EXPLORE THE MATERIAL -
(1) Set down, word for word, the part of the article on the Stand News sedition trial that begins at "Prosecutors have begun" and stops after "the lengthy adjournment.".
(2) Take the report on the Stand News sedition trial further by writing what follows its last sentence.

EXCERPTED PASSAGE -
Prosecutors have begun their closing arguments in the sedition trial against Hong Kong outlet Stand News and two of its former editors, arguing that there was no need to prove the editors’ seditious intent.
Chung Pui-kuen, former chief editor of Stand News, and Patrick Lam, former acting editor of the outlet, stand accused of conspiring to publish seditious publications along with the outlet’s parent company, Best Pencil Limited.
The trial, which began last October and was originally set to last for 20 days, was expecting to hear closing arguments from June 19 to 21.
However, the closing arguments were adjourned last Monday after lead prosecutor Laura Ng applied for 14 days’ sick leave due to a Covid infection. The judge ordered the trial to resume a week later as the defence opposed the lengthy adjournment.
Ng appeared in court as scheduled on Monday. “Covid caught me by surprise,” she said. The prosecutor coughed occasionally while delivering her arguments, adding that she would try to “last as long as [she] could,” saying she was still supposed to be on sick leave.
Citing the judgement of a 1868 Irish case that read “sedition is a crime against society, nearly allied to that of treason,” Ng said it showed that the sedition law was deemed necessary 150 years ago, a time when “television, radio and the internet were yet to be invented.”

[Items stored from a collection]
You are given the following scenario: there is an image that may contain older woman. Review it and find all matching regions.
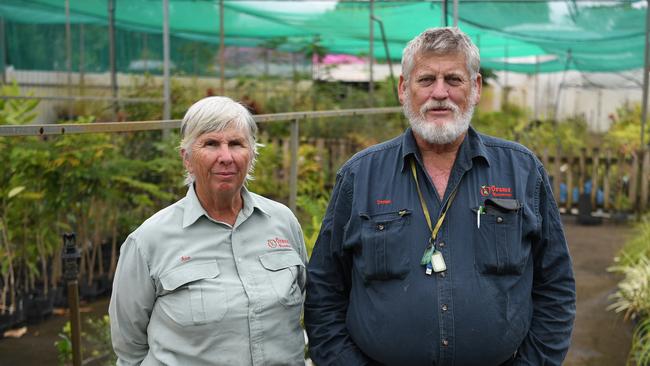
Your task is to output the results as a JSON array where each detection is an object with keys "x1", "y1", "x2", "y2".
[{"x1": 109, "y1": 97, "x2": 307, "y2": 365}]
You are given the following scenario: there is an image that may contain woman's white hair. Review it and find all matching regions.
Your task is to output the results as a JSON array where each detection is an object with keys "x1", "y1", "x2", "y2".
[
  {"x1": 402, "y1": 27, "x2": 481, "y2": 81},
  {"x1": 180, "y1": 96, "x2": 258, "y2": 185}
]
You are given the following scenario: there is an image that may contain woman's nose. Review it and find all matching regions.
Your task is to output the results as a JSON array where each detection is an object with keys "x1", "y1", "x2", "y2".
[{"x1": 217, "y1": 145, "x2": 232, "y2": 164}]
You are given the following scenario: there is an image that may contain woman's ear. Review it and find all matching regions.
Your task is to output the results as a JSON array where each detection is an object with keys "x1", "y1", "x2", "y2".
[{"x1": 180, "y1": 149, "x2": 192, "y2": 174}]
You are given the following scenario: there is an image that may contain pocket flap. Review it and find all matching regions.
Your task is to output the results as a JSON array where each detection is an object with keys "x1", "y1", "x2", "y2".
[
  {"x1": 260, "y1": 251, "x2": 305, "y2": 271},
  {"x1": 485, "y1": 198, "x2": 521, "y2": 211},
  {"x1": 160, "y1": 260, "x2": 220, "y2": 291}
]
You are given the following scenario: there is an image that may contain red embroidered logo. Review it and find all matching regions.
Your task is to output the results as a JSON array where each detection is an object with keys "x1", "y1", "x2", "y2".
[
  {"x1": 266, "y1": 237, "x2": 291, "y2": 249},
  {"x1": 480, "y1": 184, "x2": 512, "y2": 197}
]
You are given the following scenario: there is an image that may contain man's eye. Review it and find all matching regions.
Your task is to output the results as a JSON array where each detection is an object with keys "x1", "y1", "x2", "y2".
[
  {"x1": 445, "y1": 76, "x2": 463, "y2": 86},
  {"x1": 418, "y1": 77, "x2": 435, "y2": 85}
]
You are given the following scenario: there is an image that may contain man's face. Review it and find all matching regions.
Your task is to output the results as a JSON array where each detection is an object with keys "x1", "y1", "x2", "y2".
* * *
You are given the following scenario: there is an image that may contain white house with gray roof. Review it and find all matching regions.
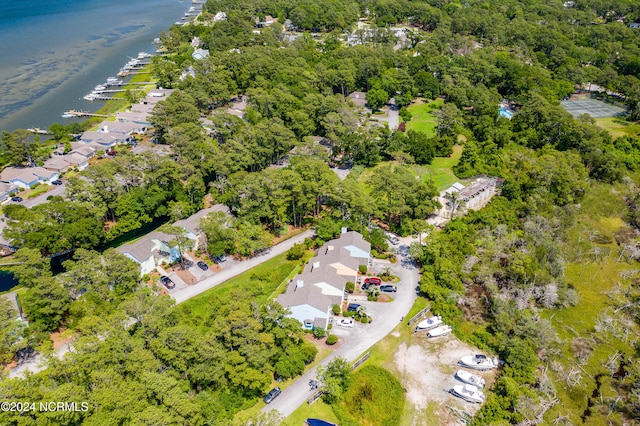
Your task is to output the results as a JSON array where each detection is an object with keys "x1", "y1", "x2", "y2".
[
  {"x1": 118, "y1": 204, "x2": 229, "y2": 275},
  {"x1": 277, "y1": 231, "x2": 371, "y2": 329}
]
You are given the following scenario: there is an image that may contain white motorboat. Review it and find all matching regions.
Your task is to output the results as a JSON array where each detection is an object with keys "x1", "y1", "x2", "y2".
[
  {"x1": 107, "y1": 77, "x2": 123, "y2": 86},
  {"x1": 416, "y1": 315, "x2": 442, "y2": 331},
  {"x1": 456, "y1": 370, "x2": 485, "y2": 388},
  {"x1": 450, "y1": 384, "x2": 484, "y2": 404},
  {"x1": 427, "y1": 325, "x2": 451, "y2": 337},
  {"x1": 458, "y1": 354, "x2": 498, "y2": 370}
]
---
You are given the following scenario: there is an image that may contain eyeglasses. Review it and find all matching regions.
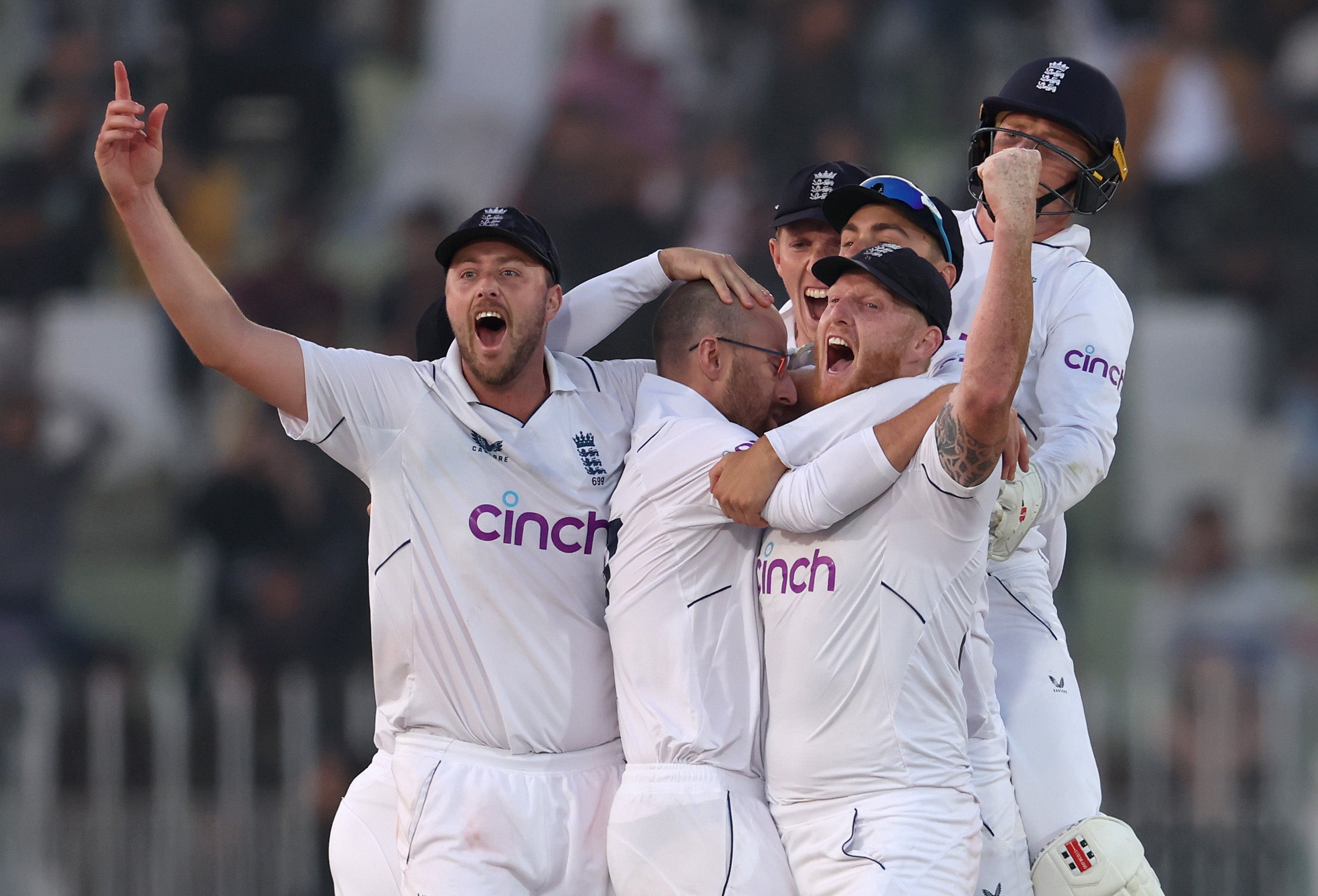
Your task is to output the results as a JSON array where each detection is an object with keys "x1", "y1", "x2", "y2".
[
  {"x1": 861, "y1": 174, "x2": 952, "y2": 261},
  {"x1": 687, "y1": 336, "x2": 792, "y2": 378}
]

RESULTS FOR THE EXERCISE -
(1)
Prosecutors have begun their closing arguments in the sedition trial against Hong Kong outlet Stand News and two of its former editors, arguing that there was no need to prove the editors’ seditious intent.
Chung Pui-kuen, former chief editor of Stand News, and Patrick Lam, former acting editor of the outlet, stand accused of conspiring to publish seditious publications along with the outlet’s parent company, Best Pencil Limited.
The trial, which began last October and was originally set to last for 20 days, was expecting to hear closing arguments from June 19 to 21.
However, the closing arguments were adjourned last Monday after lead prosecutor Laura Ng applied for 14 days’ sick leave due to a Covid infection. The judge ordered the trial to resume a week later as the defence opposed the lengthy adjournment.

(2)
Online outlet Stand News had a greater influence on public opinion than traditional media, hence distributing seditious publications was more serious than committing an impulsive seditious act, she added.
The prosecution said it did not matter whether the two former chief editors had a seditious intent, instead the focus should be whether the materials were seditious, and whether the editors knew they were seditious.
Since one can only infer the seditious intention of publications, but not the intention of a person, making the editors’ seditious intent essential to the offence would make it “non-prosecutable,” Ng said.
Calling the sedition law “pre-emptive” in nature, the lead prosecutor also said the impact of Stand News’ articles “does not matter.” What was important, Ng added, was whether the editors had foreseen the impact of the articles ahead of publishing them.
Judge Kwok Wai-kin, who is handling the case, previously ruled that seditious intent was an essential element of the offence in the case against five Hong Kong speech therapists found guilty of publishing a series of “seditious” children’s books.
Kwok told the prosecution that they could still try to convince him otherwise.
‘Glory To Hong Kong’ injunction
The prosecution argued that the red lines surrounding press freedom were not as ambiguous as the defence had claimed, adding that the sedition law did not intend to outlaw all political speech, only that which was subversive.
Saying that most of the people arrested for sedition in recent years were “ordinary people,” Ng said a strong anti-government sentiment was still present in society. “Where is their source of information?” she asked, rhetorically.
Ng also said that most of the people who had been arrested for sedition had pleaded guilty, proving that they had committed the offence despite knowing where the red line was.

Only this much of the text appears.